## Records provided

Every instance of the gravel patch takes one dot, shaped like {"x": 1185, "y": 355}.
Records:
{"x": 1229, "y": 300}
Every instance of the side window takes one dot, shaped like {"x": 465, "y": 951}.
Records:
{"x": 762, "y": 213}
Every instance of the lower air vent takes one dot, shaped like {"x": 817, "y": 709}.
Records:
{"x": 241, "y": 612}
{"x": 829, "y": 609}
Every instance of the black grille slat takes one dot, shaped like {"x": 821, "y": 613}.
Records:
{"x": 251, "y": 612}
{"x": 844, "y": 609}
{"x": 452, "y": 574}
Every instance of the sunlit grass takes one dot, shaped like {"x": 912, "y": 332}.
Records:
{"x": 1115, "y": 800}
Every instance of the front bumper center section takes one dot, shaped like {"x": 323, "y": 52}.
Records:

## Assigned task
In the answer, the lines from the first line of the data above through the line containing "Every instance of the sunlit" must appear exactly as written, with nothing else.

## Answer space
Every instance of the gravel patch takes one dot, shaped like {"x": 1185, "y": 355}.
Records:
{"x": 1229, "y": 300}
Every instance of the side window takes one dot, shaped like {"x": 465, "y": 951}.
Records:
{"x": 762, "y": 213}
Every instance of the lower air vent takes one dot, shaped like {"x": 817, "y": 709}.
Records:
{"x": 241, "y": 612}
{"x": 829, "y": 609}
Every instance of the black grille slat takes one dot, shaped like {"x": 821, "y": 613}.
Records:
{"x": 251, "y": 612}
{"x": 844, "y": 609}
{"x": 452, "y": 574}
Every instance of the sunlit grass takes one dot, shaped like {"x": 912, "y": 332}.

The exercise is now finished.